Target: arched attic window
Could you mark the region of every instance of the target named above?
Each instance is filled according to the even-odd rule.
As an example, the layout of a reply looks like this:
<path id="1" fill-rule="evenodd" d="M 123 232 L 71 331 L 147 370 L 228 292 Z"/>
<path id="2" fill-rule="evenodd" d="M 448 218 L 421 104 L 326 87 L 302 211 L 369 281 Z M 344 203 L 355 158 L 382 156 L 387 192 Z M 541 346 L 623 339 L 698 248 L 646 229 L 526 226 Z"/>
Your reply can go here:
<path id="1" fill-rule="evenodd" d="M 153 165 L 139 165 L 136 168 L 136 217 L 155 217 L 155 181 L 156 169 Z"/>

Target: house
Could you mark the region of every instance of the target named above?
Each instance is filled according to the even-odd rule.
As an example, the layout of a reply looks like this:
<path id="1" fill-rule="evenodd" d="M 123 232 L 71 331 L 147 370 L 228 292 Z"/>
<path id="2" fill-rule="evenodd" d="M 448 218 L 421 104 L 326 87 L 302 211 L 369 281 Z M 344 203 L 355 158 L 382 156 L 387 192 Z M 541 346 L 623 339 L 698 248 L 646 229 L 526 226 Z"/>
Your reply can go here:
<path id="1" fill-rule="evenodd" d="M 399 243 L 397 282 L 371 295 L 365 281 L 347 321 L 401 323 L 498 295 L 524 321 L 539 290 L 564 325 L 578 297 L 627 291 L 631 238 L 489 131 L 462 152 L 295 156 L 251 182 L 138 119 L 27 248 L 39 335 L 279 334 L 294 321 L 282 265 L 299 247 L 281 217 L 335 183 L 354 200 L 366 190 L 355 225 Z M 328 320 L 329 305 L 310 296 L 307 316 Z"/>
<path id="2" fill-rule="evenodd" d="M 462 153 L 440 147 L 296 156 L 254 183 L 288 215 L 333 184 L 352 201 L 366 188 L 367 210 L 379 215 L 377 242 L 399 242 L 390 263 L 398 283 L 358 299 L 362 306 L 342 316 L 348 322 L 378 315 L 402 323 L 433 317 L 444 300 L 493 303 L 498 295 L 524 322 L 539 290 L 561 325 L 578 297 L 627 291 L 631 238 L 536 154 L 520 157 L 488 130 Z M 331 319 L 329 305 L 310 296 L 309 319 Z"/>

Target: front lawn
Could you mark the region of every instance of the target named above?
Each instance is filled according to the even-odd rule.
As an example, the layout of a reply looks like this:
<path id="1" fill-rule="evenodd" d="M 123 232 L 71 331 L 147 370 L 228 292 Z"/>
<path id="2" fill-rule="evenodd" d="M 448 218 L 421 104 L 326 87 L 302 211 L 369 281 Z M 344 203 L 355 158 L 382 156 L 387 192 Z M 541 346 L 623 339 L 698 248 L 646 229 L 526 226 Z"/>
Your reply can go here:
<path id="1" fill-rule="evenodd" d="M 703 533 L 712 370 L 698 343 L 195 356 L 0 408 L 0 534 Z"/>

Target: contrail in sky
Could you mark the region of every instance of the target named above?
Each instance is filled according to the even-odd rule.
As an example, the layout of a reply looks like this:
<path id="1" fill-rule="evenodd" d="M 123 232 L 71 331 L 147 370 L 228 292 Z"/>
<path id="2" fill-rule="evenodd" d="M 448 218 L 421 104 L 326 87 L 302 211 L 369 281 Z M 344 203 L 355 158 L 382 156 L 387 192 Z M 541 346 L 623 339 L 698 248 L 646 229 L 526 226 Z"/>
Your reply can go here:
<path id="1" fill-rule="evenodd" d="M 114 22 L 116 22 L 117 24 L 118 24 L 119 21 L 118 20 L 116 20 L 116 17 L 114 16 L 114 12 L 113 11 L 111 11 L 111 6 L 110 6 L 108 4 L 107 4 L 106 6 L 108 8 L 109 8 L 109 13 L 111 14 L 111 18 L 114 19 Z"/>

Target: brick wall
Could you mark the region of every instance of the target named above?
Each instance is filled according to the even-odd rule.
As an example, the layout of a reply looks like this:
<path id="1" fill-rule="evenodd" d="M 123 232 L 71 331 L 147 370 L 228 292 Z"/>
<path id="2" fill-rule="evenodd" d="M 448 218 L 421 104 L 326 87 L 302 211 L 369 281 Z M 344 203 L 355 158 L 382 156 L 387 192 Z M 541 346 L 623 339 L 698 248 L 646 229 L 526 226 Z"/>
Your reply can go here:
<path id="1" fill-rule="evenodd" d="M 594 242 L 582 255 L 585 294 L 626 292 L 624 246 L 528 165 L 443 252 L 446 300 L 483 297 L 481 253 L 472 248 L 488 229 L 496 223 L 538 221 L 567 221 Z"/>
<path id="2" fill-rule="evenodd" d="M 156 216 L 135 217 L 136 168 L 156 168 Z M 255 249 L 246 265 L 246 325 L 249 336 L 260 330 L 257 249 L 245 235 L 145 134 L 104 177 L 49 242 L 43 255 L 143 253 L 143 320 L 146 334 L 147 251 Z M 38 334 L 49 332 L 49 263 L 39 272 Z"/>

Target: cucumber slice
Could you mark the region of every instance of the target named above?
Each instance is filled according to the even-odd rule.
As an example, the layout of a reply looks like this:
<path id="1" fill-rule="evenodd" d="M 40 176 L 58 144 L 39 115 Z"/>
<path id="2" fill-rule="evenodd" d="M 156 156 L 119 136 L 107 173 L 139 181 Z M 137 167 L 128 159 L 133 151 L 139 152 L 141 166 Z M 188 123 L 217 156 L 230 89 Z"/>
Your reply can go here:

▸ **INSTRUCTION**: Please swap "region" for "area" throughout all the items above and reproduce them with nothing else changed.

▸ **THE REPLY**:
Target: arched attic window
Could you mark the area of every instance of the target named above?
Each instance is filled according to the even-odd rule.
As an example, the layout of a reply looks like this:
<path id="1" fill-rule="evenodd" d="M 123 232 L 71 331 L 147 370 L 228 292 Z"/>
<path id="2" fill-rule="evenodd" d="M 448 218 L 421 104 L 326 87 L 302 211 L 369 281 Z M 344 203 L 355 158 L 382 156 L 387 192 Z M 541 346 L 623 339 L 698 248 L 646 229 L 526 226 Z"/>
Your reply can go here:
<path id="1" fill-rule="evenodd" d="M 153 165 L 139 165 L 136 168 L 136 217 L 155 217 L 155 181 L 156 169 Z"/>

Target: house
Could you mark the area of every instance of the target named above?
Each instance is filled according to the even-odd rule.
As an example, the layout of a reply looks like this:
<path id="1" fill-rule="evenodd" d="M 123 232 L 71 331 L 147 370 L 228 292 Z"/>
<path id="2" fill-rule="evenodd" d="M 448 218 L 421 104 L 326 87 L 302 211 L 369 281 Z M 344 203 L 355 158 L 382 156 L 387 192 Z M 541 346 L 623 339 L 698 248 L 646 229 L 526 226 Z"/>
Your reply can go here:
<path id="1" fill-rule="evenodd" d="M 399 243 L 397 282 L 371 295 L 365 281 L 347 321 L 401 323 L 498 295 L 524 321 L 539 290 L 564 325 L 578 297 L 627 291 L 631 238 L 489 131 L 462 152 L 295 156 L 251 182 L 138 119 L 27 248 L 39 335 L 279 334 L 294 321 L 282 265 L 299 247 L 281 217 L 335 183 L 354 200 L 366 190 L 355 225 Z M 328 320 L 329 305 L 310 296 L 307 316 Z"/>
<path id="2" fill-rule="evenodd" d="M 462 153 L 440 147 L 296 156 L 254 183 L 288 215 L 333 184 L 352 201 L 366 188 L 367 210 L 379 215 L 377 242 L 399 242 L 390 263 L 398 283 L 358 299 L 362 306 L 342 316 L 348 322 L 378 315 L 402 323 L 433 317 L 444 300 L 493 303 L 498 295 L 524 322 L 539 290 L 561 325 L 578 297 L 627 291 L 631 238 L 536 154 L 520 157 L 488 130 Z M 331 319 L 329 305 L 310 296 L 309 319 Z"/>

Target: front lawn
Could you mark the area of every instance of the target named above?
Each instance is filled according to the even-odd rule.
As an example, the layout of a reply looks like this:
<path id="1" fill-rule="evenodd" d="M 123 232 L 71 331 L 147 370 L 228 292 Z"/>
<path id="2" fill-rule="evenodd" d="M 448 218 L 421 104 L 326 87 L 302 211 L 369 281 Z M 344 203 L 355 158 L 382 156 L 387 192 Z M 541 346 L 623 339 L 698 248 L 646 229 L 526 226 Z"/>
Your reply can go here:
<path id="1" fill-rule="evenodd" d="M 703 533 L 712 370 L 698 343 L 195 356 L 0 408 L 0 534 Z"/>

Target: contrail in sky
Could you mark the area of every instance of the target named above?
Each instance is filled according to the even-odd rule.
As an example, the layout of a reply looks like this:
<path id="1" fill-rule="evenodd" d="M 123 232 L 71 331 L 147 370 L 228 292 Z"/>
<path id="2" fill-rule="evenodd" d="M 448 218 L 421 104 L 326 87 L 302 211 L 369 281 Z M 344 203 L 355 158 L 382 156 L 387 192 Z M 541 346 L 623 339 L 698 248 L 646 229 L 526 226 Z"/>
Your reply can go here:
<path id="1" fill-rule="evenodd" d="M 114 22 L 116 22 L 117 24 L 118 24 L 119 21 L 118 20 L 116 20 L 116 17 L 114 16 L 114 12 L 113 11 L 111 11 L 111 6 L 110 6 L 108 4 L 107 4 L 106 6 L 108 8 L 109 8 L 109 13 L 111 14 L 111 18 L 114 19 Z"/>

Target: brick wall
Could you mark the area of every instance of the target named above?
Each instance is filled according to the even-odd rule.
As an example, the layout of a reply looks like this:
<path id="1" fill-rule="evenodd" d="M 123 232 L 71 331 L 147 370 L 228 292 Z"/>
<path id="2" fill-rule="evenodd" d="M 448 218 L 421 104 L 326 87 L 302 211 L 369 281 Z M 344 203 L 355 158 L 382 156 L 387 192 Z M 541 346 L 623 339 L 698 248 L 646 229 L 526 226 Z"/>
Your reply can go here:
<path id="1" fill-rule="evenodd" d="M 594 242 L 582 255 L 585 294 L 626 292 L 624 246 L 528 165 L 443 252 L 446 300 L 483 297 L 481 253 L 472 248 L 488 229 L 496 223 L 538 221 L 567 221 Z"/>
<path id="2" fill-rule="evenodd" d="M 156 216 L 135 217 L 136 168 L 156 168 Z M 255 249 L 246 265 L 246 325 L 249 336 L 260 330 L 257 249 L 245 235 L 145 134 L 104 177 L 49 242 L 43 255 L 143 253 L 143 320 L 146 334 L 147 251 Z M 38 334 L 49 332 L 49 263 L 39 272 Z"/>

Target: cucumber slice
Could you mark the area of every instance of the target named above?
Each instance is filled according to the even-odd rule.
As an example, the layout of a reply looks like this:
<path id="1" fill-rule="evenodd" d="M 40 176 L 58 144 L 39 115 Z"/>
<path id="2" fill-rule="evenodd" d="M 156 156 L 119 136 L 107 173 L 139 181 Z M 137 167 L 128 159 L 133 151 L 139 152 L 141 166 Z M 188 123 L 217 156 L 230 89 Z"/>
Your reply can go here:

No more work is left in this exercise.